◆ What to do:
From the line containing "This endpoint accepts" down to the last line of the records below, restate each line word for word and leave out the rest.
-------
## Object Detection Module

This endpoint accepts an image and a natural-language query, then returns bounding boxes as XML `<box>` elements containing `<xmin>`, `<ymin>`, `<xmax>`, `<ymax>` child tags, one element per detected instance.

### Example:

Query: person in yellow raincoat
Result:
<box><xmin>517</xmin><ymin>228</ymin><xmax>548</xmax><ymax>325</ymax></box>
-------
◆ Written solution:
This endpoint accepts an image and a natural-language query, then returns bounding boxes as XML `<box>` elements containing `<xmin>`, `<ymin>`, `<xmax>`, `<ymax>` child tags, one element per detected instance.

### Example:

Query: person in yellow raincoat
Result:
<box><xmin>517</xmin><ymin>228</ymin><xmax>548</xmax><ymax>325</ymax></box>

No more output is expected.